◆ PROBLEM DESCRIPTION ◆
Answer with the exact lines of the following material from the one containing "Target: ocean surface" through the one containing "Each instance of the engine nacelle", both end lines included.

◆ THE DATA ◆

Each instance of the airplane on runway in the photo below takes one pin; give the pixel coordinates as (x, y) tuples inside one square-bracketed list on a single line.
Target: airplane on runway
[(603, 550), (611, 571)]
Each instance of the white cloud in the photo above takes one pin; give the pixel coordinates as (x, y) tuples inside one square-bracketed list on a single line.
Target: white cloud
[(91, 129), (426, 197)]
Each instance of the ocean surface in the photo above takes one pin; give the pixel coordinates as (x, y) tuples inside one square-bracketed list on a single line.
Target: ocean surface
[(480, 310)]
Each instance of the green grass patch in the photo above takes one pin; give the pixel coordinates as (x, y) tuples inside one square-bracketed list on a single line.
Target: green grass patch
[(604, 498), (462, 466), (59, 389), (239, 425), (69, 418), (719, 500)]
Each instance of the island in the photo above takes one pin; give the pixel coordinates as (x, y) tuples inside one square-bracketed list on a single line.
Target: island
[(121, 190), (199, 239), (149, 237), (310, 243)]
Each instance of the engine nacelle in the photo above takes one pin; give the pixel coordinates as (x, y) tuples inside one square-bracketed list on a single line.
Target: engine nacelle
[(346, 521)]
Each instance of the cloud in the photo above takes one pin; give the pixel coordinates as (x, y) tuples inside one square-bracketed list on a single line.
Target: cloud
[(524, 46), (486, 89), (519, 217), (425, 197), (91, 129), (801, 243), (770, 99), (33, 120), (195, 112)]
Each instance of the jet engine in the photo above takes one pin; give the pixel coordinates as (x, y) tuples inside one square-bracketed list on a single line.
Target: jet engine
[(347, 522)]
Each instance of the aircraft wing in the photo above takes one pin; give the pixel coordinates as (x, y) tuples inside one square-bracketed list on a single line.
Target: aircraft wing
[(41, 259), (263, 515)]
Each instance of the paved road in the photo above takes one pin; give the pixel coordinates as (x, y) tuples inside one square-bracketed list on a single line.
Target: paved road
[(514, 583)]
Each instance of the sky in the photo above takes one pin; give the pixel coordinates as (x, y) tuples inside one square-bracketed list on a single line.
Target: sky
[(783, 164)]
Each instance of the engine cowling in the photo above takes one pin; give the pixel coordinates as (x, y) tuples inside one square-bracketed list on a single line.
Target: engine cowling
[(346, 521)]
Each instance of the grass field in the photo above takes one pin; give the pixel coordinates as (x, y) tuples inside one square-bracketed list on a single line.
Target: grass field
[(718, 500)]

◆ EXERCISE RESPONSE ◆
Target: ocean surface
[(480, 310)]
Each instance of the green grass patch in the photo above takes one pin; give the pixel coordinates as (x, y) tuples inside one square-bracketed list on a single line.
Target: green grass patch
[(604, 498), (462, 466), (59, 389), (239, 425), (69, 418), (719, 500)]
Each instance of the island in the photo above takes one pin; give the pixel coordinates as (x, y) tuples inside one square-bracketed list on a single line.
Target: island
[(121, 190), (199, 239), (149, 237), (310, 243)]
Each instance of the engine nacelle in the photo above takes one pin; give the pixel coordinates as (x, y) tuples inside one square-bracketed list on a single line.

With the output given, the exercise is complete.